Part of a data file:
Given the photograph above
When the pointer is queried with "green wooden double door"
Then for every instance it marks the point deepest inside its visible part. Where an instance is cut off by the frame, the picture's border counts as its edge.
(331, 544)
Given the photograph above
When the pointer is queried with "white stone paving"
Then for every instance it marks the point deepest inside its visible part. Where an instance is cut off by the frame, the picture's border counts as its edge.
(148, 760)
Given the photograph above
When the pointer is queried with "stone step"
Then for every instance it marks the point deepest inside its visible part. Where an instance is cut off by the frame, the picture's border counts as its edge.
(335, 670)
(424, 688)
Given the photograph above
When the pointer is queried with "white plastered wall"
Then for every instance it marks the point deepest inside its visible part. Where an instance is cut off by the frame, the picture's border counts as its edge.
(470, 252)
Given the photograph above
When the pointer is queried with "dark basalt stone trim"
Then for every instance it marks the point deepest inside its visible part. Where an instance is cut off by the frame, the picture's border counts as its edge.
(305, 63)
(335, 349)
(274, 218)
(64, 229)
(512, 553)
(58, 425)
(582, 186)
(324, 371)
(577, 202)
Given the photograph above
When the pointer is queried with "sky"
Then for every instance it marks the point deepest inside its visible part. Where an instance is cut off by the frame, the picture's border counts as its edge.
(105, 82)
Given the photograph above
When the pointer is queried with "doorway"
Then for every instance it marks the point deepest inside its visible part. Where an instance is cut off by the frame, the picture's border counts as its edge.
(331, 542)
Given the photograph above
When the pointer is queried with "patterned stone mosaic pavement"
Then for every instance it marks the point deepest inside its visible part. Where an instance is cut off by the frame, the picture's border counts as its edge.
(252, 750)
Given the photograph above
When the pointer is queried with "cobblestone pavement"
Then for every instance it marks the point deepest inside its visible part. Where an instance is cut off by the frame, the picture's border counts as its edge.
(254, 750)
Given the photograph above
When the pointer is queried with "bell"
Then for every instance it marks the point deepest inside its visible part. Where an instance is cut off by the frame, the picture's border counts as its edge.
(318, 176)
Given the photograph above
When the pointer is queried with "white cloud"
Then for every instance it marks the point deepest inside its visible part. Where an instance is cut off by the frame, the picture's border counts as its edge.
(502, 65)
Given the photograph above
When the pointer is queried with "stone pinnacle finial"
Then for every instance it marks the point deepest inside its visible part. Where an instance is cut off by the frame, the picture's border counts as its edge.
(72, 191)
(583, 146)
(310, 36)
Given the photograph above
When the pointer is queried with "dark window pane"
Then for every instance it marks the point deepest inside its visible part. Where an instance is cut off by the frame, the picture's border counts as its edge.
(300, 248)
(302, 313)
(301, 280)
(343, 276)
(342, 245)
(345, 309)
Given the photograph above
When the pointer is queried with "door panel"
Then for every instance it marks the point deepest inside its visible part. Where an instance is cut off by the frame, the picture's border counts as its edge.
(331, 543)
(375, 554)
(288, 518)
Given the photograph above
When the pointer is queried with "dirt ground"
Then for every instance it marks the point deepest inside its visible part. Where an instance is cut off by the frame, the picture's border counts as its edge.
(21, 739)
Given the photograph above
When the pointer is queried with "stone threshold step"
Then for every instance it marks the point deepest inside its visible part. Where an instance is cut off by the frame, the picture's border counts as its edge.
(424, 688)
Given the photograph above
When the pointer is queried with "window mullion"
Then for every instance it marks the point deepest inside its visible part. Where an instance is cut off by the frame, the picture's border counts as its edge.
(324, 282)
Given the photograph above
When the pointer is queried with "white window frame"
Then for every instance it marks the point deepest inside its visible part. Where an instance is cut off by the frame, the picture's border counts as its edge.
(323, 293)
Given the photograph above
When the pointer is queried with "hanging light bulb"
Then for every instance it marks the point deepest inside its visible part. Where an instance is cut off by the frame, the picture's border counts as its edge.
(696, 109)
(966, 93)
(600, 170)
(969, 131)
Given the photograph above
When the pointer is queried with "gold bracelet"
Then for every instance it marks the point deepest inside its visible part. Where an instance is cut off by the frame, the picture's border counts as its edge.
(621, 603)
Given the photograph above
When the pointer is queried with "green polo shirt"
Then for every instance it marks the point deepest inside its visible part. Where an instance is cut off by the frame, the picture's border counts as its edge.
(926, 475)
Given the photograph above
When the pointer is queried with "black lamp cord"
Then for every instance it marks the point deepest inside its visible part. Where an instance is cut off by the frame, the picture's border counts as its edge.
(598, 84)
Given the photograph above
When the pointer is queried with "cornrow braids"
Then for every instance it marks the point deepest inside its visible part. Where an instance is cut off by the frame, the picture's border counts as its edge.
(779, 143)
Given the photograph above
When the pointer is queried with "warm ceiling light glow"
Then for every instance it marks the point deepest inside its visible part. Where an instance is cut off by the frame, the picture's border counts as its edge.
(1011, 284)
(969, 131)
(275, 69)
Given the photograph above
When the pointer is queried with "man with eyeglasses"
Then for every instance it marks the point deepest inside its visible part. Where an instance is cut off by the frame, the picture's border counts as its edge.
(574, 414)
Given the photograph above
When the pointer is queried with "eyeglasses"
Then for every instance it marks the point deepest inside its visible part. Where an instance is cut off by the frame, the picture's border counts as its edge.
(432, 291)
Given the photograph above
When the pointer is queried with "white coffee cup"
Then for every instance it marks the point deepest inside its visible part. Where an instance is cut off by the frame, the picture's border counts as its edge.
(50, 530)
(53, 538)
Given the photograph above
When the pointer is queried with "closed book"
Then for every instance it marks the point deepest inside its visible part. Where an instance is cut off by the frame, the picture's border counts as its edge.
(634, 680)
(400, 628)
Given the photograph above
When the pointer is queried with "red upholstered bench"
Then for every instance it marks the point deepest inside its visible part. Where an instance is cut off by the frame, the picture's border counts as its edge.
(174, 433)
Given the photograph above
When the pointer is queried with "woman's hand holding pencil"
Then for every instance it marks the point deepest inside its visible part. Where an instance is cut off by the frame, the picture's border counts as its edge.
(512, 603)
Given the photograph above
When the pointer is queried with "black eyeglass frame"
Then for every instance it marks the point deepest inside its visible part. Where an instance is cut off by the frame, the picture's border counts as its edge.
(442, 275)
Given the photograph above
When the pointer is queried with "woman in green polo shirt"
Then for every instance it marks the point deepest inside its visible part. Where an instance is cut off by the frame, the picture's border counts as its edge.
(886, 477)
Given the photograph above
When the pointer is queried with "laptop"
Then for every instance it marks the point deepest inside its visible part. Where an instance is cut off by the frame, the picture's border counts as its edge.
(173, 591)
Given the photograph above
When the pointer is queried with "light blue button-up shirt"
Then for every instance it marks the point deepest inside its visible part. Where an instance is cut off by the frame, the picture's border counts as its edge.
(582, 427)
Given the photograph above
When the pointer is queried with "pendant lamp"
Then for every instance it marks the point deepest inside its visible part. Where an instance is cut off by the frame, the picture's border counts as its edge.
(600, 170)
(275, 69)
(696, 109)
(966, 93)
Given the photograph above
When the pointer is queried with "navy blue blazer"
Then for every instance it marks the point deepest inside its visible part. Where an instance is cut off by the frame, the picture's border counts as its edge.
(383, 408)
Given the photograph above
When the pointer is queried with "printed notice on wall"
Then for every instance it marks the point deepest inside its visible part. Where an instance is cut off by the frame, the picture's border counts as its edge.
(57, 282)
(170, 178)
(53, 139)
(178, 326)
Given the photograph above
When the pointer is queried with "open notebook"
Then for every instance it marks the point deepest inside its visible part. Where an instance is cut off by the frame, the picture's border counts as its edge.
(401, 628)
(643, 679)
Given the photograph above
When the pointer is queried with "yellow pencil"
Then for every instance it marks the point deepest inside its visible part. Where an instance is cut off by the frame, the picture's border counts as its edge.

EXERCISE:
Reproduce the records in full, exactly as written.

SOLUTION TO THIS EXERCISE:
Given the photograph above
When the pointer is queried with "green wooden double door"
Then for every instance it marks the point deepest inside its visible part. Where an instance is cut off by the frame, the picture's border counts as its edge.
(331, 544)
Given the photograph above
When the pointer is queried with "white stone paving"
Then for every instance it marks the point deepest inside its visible part. Where an instance is cut off by the frame, the picture's border counts as its edge.
(148, 760)
Given the photograph above
When the pointer is queried with "stone step"
Then for every instance it marks the point deepest inside its visible part. Where an instance is cut off by the frame, the picture's border counts as its edge.
(335, 670)
(424, 688)
Given the photograph above
When the pointer is queried with "white plastered wall"
Then for every instance it marks the point deepest inside its visible part. Where an instance is cut off by the frame, the picture's border counts as its edge.
(470, 252)
Given the photograph above
When the pointer is queried with "dark basalt stone trim"
Then for every instance it marks the point deepest inside its visible part. Where an instance is cut off by the frame, the picture's border counts as its edge.
(305, 63)
(335, 349)
(274, 218)
(64, 229)
(512, 553)
(58, 425)
(582, 186)
(324, 371)
(577, 202)
Given the photograph above
When the pointer is queried with "sky"
Then for every instance it marks the point deepest inside its visible part. Where an instance is cut off by the frame, the picture's border counts as its edge.
(105, 82)
Given the photograph above
When the pointer is queried with "doorway"
Then for every instance it marks the point deepest inside its visible part. Where an instance is cut off by the frame, the picture's border counts as its edge.
(331, 542)
Given the photograph above
When the pointer is queried with "patterned stone mosaic pavement"
Then for every instance it marks the point deepest inside its visible part. Where an instance is cut off by the frame, the picture's border counts as its edge.
(252, 750)
Given the photograph above
When the pointer is queried with "cobblestone pavement"
Then for every instance it marks the point deepest inside its visible part. Where an instance is cut off by the frame, the picture's border counts as its edge.
(254, 750)
Given the photograph above
When the pointer is queried with "bell"
Then for every instance it marks the point deepest inside its visible part. Where an instance is cut off by the frame, the picture's border counts as its edge.
(318, 176)
Given the photograph above
When the pointer is queried with "white cloud"
Then for every instance it marks the point deepest inside its visible part. Where an instance is cut off by the frame, the picture's border counts as its edge.
(502, 65)
Given the photograph above
When the pointer is queried with "stone pinnacle finial"
Then for every instance it marks the point deepest inside its visible part. Where an instance is cut off by the frame, the picture's border counts as its edge.
(72, 191)
(583, 146)
(310, 36)
Given the photograph above
When the pointer is queried with "dark window pane"
Then for every instance it marks the point deepest inside its visible part. Where an instance is cut off by the frame, the picture's border counts as its edge.
(300, 248)
(302, 313)
(301, 280)
(343, 276)
(342, 245)
(345, 309)
Given the photograph above
When the pointer is queried with "door panel"
Then for every instance it marks the point deepest inside its visible part. Where an instance is cut off by the frame, the picture's border counts as its edge.
(331, 543)
(375, 554)
(288, 518)
Given the photograph above
When the pointer is queried with "dirt ground"
Then for every instance it marks the point deepest inside its visible part. Where an instance is cut off by the frame, the picture's border counts as its edge.
(21, 739)
Given the photograph above
When the pointer is queried with "stone threshold step"
Then for every instance it marks the point deepest inside its visible part. Where an instance is cut off by the frame, the picture's border counts as its edge.
(424, 688)
Given the photograph above
When the pointer is queried with "window mullion"
Then for every instance it marks the point deepest inside its visible part. Where an instance is cut off by the frame, the picture's border counts as its edge.
(324, 282)
Given the photograph above
When the pointer is queried with "white window frame"
Then for every instance it marks the point deepest inside its visible part. Where an instance is cut off by the frame, the picture's border counts as its edge.
(323, 293)
Given the photograph above
When the pointer is queried with "hanging light bulb"
Then for every instance it marks the point deepest inside its visible part. Where an instance is cut off by the frame, the picture's border counts as its edge.
(696, 109)
(966, 93)
(600, 170)
(969, 131)
Given the photograph above
When the pointer is queried with "gold bracelet"
Then for every instance it marks the point deepest inside its visible part. Where an instance is cut off by the frame, the picture's border counts as its edge.
(621, 603)
Given the photograph above
When the pointer is queried with "green polo shirt"
Then for every instance it marks the point deepest inside its visible part. Where an instance is cut off by the frame, the picture's border counts as its edge.
(926, 475)
Given the photograph above
When the pointer is queried with "black lamp cord"
Then for every instance it marks the point deepest inside its visible part. Where an instance is cut off by the frame, the picture's border counts as its edge.
(598, 84)
Given the photograph above
When the pointer is queried with "cornrow braids"
Then for every instance it marks the point deepest inside its visible part. Where an instance is cut off by the frame, the picture's border counts as its edge.
(779, 143)
Given the photograph above
When the pointer is queried with "warm ceiling light glow"
Then for every instance it marks the point deepest inside its visible part. Where an instance is cut off by the frame, the picture's border counts as its edge.
(1011, 284)
(969, 131)
(275, 69)
Given the photograph above
When the pointer is queried with "man with eyeglasses"
Then for every instance it marks the point deepest inside its visible part. Where an instance is cut off by the frame, the picture's border counts as its edge.
(574, 414)
Given the photograph above
When the pointer is queried with "eyeglasses"
Then for every instance it marks the point deepest inside its visible part. Where an instance is cut off by the frame, the picture's border counts as its edge.
(432, 291)
Given the photograph above
When the pointer is queried with "white coffee cup"
Then for every instance it marks the point deepest inside its visible part. Where an instance is cut off by the frame, the picture's border counts as its edge.
(50, 530)
(53, 538)
Given the photograph above
When the pointer is queried with "closed book"
Then for every instance it marks the point deepest inside its visible part. Where an instance is cut off by the frame, the picture's border counts as its edge.
(634, 680)
(400, 628)
Given the photograph above
When the pointer is queried with "red upholstered bench"
Then for every instance it marks the point deepest inside its visible part. Where an instance is cut off by the frame, the picture's border counts as its edge.
(174, 433)
Given the photograph above
When the pointer is queried with "woman's hand holding pencil"
Then for every instance it marks the point deepest inside its visible part. Where an instance is cut off by the frame, the picture's border counts as its edge.
(512, 603)
Given the photograph above
When the pointer is queried with "black eyeglass frame"
Then for every instance it marks the point deepest inside its visible part. Where an instance is cut off by the frame, the picture's border counts as its edge.
(442, 275)
Given the photograph above
When the pointer is queried with "woman in green polo shirt"
Then for every instance it marks the point deepest inside its visible part. Where an instance is cut off by the frame, the picture's border counts as its edge.
(886, 477)
Given the photograph above
When the pointer is queried with "laptop"
Then for every instance it marks the point deepest inside its visible part. Where an instance is cut off by the frame, the picture's border counts as its edge.
(173, 591)
Given the photograph above
When the pointer is queried with "light blue button-up shirt"
Then for every instance it marks the point deepest inside its visible part. Where an instance is cut off by the frame, the picture's border counts as its edge.
(582, 427)
Given the photograph above
When the pointer is queried with "pendant lamp"
Then for every instance it marks the point deepest inside its visible part. Where an instance is cut off by the frame, the picture's border counts as its edge.
(600, 170)
(275, 69)
(696, 109)
(966, 93)
Given the photograph above
When the pointer is queried with "navy blue blazer"
Then for every instance it marks the point deepest inside its visible part. Where an instance is cut off by the frame, the picture's border counts as its edge.
(383, 408)
Given the photograph above
When the pointer is queried with "printed notice on wall"
Then for every instance it marks the point deepest inside its visible part. Where an instance is cut off by the frame, the picture's border counts as its edge.
(57, 282)
(170, 178)
(53, 139)
(178, 326)
Given the photograph above
When the pointer is queried with "open notebook"
Then for every instance it marks the point deepest inside its visible part. Where an instance is cut off by the frame, the picture's border counts as its edge.
(401, 628)
(643, 679)
Given the photograph above
When the pointer is queried with "yellow pencil"
Then for every instance it marks the point deepest inside its visible part. Where an instance is cut off by the frame, the picture's border counts as its edge.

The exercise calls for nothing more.